_Texte extrait:_
Le sénateur Léger : Bonsoir, je suis contente de vous rencontrer. J'aimerais savoir s'il y a pénurie de juges et d'avocats bilingues au Nouveau-Brunswick. Ceux qui travaillent actuellement sont essoufflés de courir à Caraquet, Edmundston et partout, parce qu'ils ne sont pas assez nombreux. Est-ce la même situation à l'échelle nationale? Quels sont vos critères pour la sélection du personnel bilingue, car le droit ne consiste pas en une simple technique, on utilise des mots qui ont une résonance profonde. Il est essentiel de bien comprendre le client. Quel progrès avez-vous réalisé à ce sujet jusqu'à présent?

M. Cotler : Premièrement, nous voulons déposer un projet de loi avec des amendements qui toucheront particulièrement la question de la pénurie, pas seulement pour le Nouveau-Brunswick. Cela fait 20 ans que le Nouveau- Brunswick demande qu'on ajoute des juges, particulièrement à la cour familiale. En ce qui concerne la Cour supérieure et la Cour d'appel, nous espérons déposer un projet de loi pour pallier la pénurie non seulement au Nouveau- Brunswick mais partout au pays dès le mois de mars 2005.

_Consignes:_
A) Selon le texte extrait, depuis combien de temps le Nouveau-Brunswick demande-t-il l'ajout de juges ?
B) Veuillez recopier le passage du texte extrait qui commence par « Le sénateur Léger » et se poursuit jusqu'à « sujet jusqu'à présent? », en renommant « juges » en « magistrats ».

_Données fournies:_

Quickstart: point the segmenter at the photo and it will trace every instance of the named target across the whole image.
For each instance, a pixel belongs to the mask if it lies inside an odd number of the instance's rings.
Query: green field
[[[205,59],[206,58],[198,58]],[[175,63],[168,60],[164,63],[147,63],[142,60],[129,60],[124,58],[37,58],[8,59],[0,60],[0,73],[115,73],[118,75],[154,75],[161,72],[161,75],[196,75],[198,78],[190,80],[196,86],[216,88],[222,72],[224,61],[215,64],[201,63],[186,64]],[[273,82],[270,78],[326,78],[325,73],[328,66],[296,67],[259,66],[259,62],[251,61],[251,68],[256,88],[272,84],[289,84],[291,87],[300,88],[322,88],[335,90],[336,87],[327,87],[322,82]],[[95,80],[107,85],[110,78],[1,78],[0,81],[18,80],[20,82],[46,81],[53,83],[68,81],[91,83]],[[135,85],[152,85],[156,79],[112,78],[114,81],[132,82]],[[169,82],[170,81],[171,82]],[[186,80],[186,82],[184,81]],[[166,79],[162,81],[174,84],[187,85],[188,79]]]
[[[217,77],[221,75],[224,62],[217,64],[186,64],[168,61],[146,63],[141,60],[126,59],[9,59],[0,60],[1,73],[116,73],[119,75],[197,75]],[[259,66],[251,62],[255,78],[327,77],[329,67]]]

_Réponses correctes:_
A) Depuis 20 ans.

B)
Le sénateur Léger : Bonsoir, je suis contente de vous rencontrer. J'aimerais savoir s'il y a pénurie de magistrats et d'avocats bilingues au Nouveau-Brunswick. Ceux qui travaillent actuellement sont essoufflés de courir à Caraquet, Edmundston et partout, parce qu'ils ne sont pas assez nombreux. Est-ce la même situation à l'échelle nationale? Quels sont vos critères pour la sélection du personnel bilingue, car le droit ne consiste pas en une simple technique, on utilise des mots qui ont une résonance profonde. Il est essentiel de bien comprendre le client. Quel progrès avez-vous réalisé à ce sujet jusqu'à présent?